-- Problem 1 --
Please reproduce the part of the anime review starting with "Thursday, July 11, 2013" and going on through "out of animation.", word for word.
-- Problem 2 --
List every line in the listing that contains the word "motorcycle".

— Start of Quoted passage —

Thursday, July 11, 2013

Serial Experiments Lain Review

When one thinks of anime usually things like Dragon Ball Z, Naruto, Bleach, or One Piece come to mind. Dynamic fights, grand storylines, and bombastic characters. But underneath all that stuff you see in Shonen Jump lies a dark side. This darkness contains stories featuring human characters with pretty psychotic plots. This is stuff Western animation would never dream of doing. Serial Experiments Lain is one such anime. Much like the movie Inception, you can't turn away for a second otherwise you'd be completely lost. It's a show that will probably require a second and maybe even third viewing to fully grasp. It is by far one of the most intriguing things to come out of animation.

Picture the most psychotic and thought-provoking movie you have ever seen. Times that by two and expand it into thirteen episodes. That is Serial Experiments Lain. It's so complex that even trying to give a general outline of the plot is challenging. In starts out with a girl named Chisa Yomoda that commits suicide...while smiling. When something starts out with a schoolgirl smiling while committing suicide, you know this is not going to be a happy ride. The main character is an 8th grader named Lain. She at first is the definition of a shy, meek girl, someone you feel sorry for right off to bat. At home we see her parents are rather absent minded around her. Her dad is computer-obsessed and her mom just doesn't seem to care about her. Her older sister, 16, seems to be the only that's actually 'there.' This all seems pretty normal, right? Well, once the Wired gets involved, the strange happens.

— End of Quoted passage —
— Start of Dataset —

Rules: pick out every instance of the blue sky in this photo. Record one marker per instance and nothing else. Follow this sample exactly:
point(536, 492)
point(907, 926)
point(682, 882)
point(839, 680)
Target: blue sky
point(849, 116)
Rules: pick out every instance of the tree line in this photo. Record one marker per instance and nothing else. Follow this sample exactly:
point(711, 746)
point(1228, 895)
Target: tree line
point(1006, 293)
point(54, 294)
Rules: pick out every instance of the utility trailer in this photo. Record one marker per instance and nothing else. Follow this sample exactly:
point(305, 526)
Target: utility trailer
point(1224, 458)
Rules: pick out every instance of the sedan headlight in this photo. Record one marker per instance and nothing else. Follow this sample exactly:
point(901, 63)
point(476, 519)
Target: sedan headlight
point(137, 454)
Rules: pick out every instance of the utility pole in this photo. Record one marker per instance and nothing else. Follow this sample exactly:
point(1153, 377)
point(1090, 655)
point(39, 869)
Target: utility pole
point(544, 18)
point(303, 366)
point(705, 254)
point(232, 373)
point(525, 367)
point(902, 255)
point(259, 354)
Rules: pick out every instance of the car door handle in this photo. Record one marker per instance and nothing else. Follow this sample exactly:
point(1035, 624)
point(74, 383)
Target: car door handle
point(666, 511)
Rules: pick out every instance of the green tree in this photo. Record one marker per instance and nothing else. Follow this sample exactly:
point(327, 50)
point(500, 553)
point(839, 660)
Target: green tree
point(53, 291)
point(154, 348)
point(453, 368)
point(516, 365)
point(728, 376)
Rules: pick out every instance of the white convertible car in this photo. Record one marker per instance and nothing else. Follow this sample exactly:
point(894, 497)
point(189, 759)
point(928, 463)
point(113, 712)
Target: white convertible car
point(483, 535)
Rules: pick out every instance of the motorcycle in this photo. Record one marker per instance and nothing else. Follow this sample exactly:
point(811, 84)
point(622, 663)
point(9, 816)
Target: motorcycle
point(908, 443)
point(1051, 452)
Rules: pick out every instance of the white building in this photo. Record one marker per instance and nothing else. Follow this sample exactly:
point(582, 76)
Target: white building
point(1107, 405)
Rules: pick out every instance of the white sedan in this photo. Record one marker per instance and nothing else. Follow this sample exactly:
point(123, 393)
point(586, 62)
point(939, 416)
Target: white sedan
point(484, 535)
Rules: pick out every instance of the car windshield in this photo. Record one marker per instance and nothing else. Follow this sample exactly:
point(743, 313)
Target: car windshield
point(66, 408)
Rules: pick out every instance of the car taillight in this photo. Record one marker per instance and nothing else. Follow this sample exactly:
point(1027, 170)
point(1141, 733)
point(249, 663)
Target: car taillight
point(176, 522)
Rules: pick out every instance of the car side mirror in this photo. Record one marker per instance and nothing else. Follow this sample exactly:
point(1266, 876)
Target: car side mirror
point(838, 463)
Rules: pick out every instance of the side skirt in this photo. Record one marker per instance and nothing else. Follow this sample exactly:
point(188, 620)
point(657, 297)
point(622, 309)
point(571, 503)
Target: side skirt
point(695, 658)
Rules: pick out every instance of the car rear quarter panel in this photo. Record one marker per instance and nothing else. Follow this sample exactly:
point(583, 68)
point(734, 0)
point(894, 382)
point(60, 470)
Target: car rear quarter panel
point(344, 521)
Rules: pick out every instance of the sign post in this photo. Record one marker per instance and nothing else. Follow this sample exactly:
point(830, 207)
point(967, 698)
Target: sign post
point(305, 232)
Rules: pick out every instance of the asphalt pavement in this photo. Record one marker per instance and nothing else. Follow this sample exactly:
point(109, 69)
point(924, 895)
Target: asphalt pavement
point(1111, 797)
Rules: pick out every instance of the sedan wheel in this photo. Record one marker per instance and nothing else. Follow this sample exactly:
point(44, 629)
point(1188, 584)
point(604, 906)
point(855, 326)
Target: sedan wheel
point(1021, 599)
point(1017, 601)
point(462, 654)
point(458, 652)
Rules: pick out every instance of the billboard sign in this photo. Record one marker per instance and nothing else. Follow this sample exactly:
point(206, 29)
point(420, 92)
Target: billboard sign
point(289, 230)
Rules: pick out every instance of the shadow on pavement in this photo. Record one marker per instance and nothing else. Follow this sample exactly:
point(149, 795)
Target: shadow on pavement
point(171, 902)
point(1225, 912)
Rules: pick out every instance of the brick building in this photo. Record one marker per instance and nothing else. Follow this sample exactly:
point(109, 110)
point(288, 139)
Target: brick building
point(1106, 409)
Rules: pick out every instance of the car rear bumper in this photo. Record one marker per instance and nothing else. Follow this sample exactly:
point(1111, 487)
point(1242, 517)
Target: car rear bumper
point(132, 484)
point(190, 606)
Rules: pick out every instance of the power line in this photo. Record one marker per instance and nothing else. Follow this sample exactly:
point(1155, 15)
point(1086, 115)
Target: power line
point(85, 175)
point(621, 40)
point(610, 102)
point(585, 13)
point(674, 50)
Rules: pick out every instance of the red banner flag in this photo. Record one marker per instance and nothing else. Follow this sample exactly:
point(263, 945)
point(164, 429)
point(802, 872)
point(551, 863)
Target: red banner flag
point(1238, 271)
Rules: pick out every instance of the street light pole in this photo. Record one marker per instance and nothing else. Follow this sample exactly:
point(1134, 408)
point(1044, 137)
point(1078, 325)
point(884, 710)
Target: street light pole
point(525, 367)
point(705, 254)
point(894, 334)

— End of Dataset —

-- Written reply 1 --
Thursday, July 11, 2013

Serial Experiments Lain Review

When one thinks of anime usually things like Dragon Ball Z, Naruto, Bleach, or One Piece come to mind. Dynamic fights, grand storylines, and bombastic characters. But underneath all that stuff you see in Shonen Jump lies a dark side. This darkness contains stories featuring human characters with pretty psychotic plots. This is stuff Western animation would never dream of doing. Serial Experiments Lain is one such anime. Much like the movie Inception, you can't turn away for a second otherwise you'd be completely lost. It's a show that will probably require a second and maybe even third viewing to fully grasp. It is by far one of the most intriguing things to come out of animation.

-- Written reply 2 --
Rules: pick out every instance of the motorcycle in this photo. Record one marker per instance and nothing else. Follow this sample exactly:
Target: motorcycle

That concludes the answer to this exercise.